## Problem set
**1)** In the post about holding data hostage, condense the paragraph beginning "The basic pitch is that Reddit's going to grow" into two sentences, keeping its main facts.
**2)** Write the next few paragraphs of the post about holding data hostage, picking up right after its final sentence and keeping the author's voice.

## Excerpt
The Case for Holding Data Hostage

Never split the difference

Apr 10, 2024

I just attended the NMHC Research and Data Analytics Forum in Nashville. As I’ve written before, I’m a big fan of niche conferences focused on specific pain points; in this case, research and data. While I could write a post on nearly every talk, I couldn’t stop thinking about two conversations in particular.

The first was a question about training data for AI posed during the Q&A session of a AI and LLM presentation. Our presenter had limited time to answer, so I’m offering my thoughts here.

The second was during the networking session where we discussed the surplus of office. And yes, we talked about office in the midst of a multifamily conference. That should tell you how much of an impact office issues have on the entire real estate industry! Expect a future post on this topic. For now, let’s talk about the first point.

Training Data for AI

What happens when more and more of AI and LLM models’ training data require payment to use?

- Carol Enoch

Carol asked this question after a presentation about how AI and LLMs work. Harvard has a summary that’s quite similar to the talk, which you can read here.

The success of OpenAI and others’ models presume large swaths of data. Below is the Harvard article’s timeline showing the hundreds of gigabytes required to train GPT-3.

To Carol’s question, what happens when companies whose data is used by OpenAI try to hold their data hostage, demanding payment first?

We’ve already seen lawsuits hit the courtroom on this, such as the New York Times suing Microsoft and OpenAI. More recently, a federal California-based judge sided with OpenAI vs. Sarah Silverman, Michael Chabon, Ta-Nehisi Coates and other authors. The verdict likely had more to do with the argument presented. OpenAI’s results to queries are newly created works and certainly not patent infringement.

In fact, creating something new with inspiration from something old has long held up in court. Take the Ed Sheeran copyright case. He played 101 songs of the same chord to defend his music and win the lawsuit.

On the other hand, requiring payment for usage of proprietary data is also standard in many industries. Platforms, such as Reddit, hold licensing power and will begin monetizing their data.

The basic pitch is that Reddit's going to grow 20% a year, in part by licensing its users’ data to builders of large language models. Those LLMs are the very large neural networks that are trained using massive amounts of text and data, including e-books, news articles and websites like Wikipedia. That plan could work because Reddit has exactly that — lots of text.
“There's the new emerging market of AI, where large language models need data to train on,” Reddit's Chief Operating Officer Jen Wong told me on Bloomberg Technology. “And when you look at Reddit's corpus, 19 years of human experience organized by topic with moderation and relevance, that's incredibly important to building both the chat capability and the freshness of information.”

Large property management systems do this already. You may be thinking, “Jen, are you really arguing that firms should charge for their data? But by your logic, the PMSs should charge… they’re SO EXPENSIVE. How could you be in favor of that?”

## Given data

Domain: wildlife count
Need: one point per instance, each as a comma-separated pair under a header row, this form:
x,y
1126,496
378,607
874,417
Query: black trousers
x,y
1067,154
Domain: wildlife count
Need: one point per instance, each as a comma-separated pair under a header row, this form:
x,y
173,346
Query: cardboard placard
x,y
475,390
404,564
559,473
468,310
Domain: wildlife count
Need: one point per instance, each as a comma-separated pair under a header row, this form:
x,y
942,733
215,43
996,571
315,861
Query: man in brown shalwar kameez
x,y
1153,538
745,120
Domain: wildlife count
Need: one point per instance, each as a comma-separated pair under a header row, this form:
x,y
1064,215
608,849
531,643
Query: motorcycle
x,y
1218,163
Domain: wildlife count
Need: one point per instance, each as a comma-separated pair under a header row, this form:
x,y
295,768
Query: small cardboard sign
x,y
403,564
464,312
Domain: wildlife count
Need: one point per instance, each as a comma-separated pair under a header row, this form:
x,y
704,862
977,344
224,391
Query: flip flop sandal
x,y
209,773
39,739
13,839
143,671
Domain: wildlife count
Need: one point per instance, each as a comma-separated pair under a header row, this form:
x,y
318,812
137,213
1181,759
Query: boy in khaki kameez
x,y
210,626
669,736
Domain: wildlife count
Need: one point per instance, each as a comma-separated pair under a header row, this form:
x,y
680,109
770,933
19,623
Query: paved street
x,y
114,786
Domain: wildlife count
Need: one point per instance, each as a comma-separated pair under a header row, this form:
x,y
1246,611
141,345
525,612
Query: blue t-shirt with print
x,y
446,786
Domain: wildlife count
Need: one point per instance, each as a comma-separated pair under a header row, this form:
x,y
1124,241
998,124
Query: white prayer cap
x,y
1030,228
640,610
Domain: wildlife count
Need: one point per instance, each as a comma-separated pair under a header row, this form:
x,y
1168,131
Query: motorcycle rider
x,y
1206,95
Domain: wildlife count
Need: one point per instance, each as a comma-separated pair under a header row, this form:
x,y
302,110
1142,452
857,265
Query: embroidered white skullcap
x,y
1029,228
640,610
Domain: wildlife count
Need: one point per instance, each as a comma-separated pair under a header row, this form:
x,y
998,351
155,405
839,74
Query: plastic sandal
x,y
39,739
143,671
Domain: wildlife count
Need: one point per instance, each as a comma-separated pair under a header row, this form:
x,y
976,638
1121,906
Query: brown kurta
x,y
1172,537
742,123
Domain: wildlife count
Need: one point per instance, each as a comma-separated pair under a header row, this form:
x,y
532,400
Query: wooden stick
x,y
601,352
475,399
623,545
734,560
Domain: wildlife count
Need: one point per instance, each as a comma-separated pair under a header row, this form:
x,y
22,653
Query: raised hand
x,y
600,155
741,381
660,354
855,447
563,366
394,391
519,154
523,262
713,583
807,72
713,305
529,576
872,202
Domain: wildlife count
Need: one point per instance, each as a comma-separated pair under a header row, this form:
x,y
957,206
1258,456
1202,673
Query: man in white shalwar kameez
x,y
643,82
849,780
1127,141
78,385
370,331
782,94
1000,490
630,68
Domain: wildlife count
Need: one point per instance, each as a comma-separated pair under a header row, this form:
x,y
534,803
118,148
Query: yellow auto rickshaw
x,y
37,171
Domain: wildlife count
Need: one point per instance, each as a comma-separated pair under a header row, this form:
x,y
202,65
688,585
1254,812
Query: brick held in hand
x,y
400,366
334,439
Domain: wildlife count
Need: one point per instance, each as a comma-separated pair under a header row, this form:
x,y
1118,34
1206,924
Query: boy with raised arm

## Results by task
**1)** Reddit is expected to grow 20% a year, partly by licensing its users' data to builders of large language models, the very large neural networks trained on massive amounts of text and data such as e-books, news articles and Wikipedia. The plan could work because Reddit has lots of text.

**2)**
My response:

Whoever does pricing for the PMSs should re-evaluate price elasticity. There is literally an army of industry experts built around getting data out of Yardi. This army uses any method other than Yardi’s prohibitively expensive APIs. I would bet good money that Yardi is leaving a LOT of revenue on the table by inaccurately presuming that demand for their data is inelastic.

Let me hop down from my soapbox and get back to Carol’s question: how will data-paywalling impact AI/LLM models in the real estate industry?

Certain models will be better at specific tasks because they have access to niche, higher quality training data.
The firms who amassed said data will have the capacity to profit if they’re smart about it.
If regulation burdens development due to concerns over propriety, AI models may be slower to advance. But they will advance.

Let’s walk through each of these together.

1. Certain models will be better at specific tasks because they have access to niche, higher quality training data.

If you’re Greystar, you have tons and tons of data at your fingertips across hundreds of thousands of units. If you capture and own your data, you could use it in a GPT model and gain a huge advantage over your competitors. Similarly, tech vendors with loads of aggregated data could automate or improve tasks.

For example, chatbots used to converse with prospective residents will be better at predicting responses via more chatbot data. Platforms that have access to tons of commercial leases will be better at writing new ones based on detailed prompts. They’ll have more knowledge of special situations.

In a later talk at the conference, Shawn Mahoney from RETV spoke about the need for AI to generate business intelligence. He argued that many noobs to BI and data analytics will misinterpret data. Or worse, in my experience, they will massage the data to get the answer they want rather than approaching data analysis as a science experiment with a hypothesis. This is not yet possible, but it’s coming. You will need a ton of accurate, high quality data to train the AI model for this type of solution.

As I predict in a previous post, The Data Death Star:

Better infrastructure and increased data governance meant higher data quality [in the late 2020s and early 2030s]. By having confidence in their data, commercial real estate firms started to use AI and LLMs to automate more and more tasks.

Conversely, if firms start holding their data hostage and demanding payment before usage, then the models will get worse. You’re essentially wiping the memory of those data points.

Think Eternal Sunshine of the Spotless Mind.

The way that OpenAI works, for example, is to retrain each new model on a complete and massive dataset. We have a conundrum where now, more and more data is generated by AI. Training the trainer will result in less authentic results. E.g., an average of averages is less precise than an average taken from the raw data.

This will naturally create more optionality and industry-specific AI/LLM models. Companies who offer these models will eventually be resource constrained and focus on niches. They will pay for the data that will garner them the majority of a specific market, and grow vertically as a result.

The most powerful data companies will be those that capture authentic, human contributions within each market.

2. The firms who amassed said data will have the capacity to profit if they’re smart about it.

Not all training data is created equal. Let’s go back to the Reddit article from Bloomberg.

Reddit's argument is that its data is more valuable than others’ because, ironically, it reflects actual human input at different layers. The posters are human, a post's spot in a forum's timeline is voted on by humans and the volunteers that moderate the content and uphold content policies are also — human. That's particularly valuable in a world where more and more AI-generated content is shared on social media platforms, argues Wong.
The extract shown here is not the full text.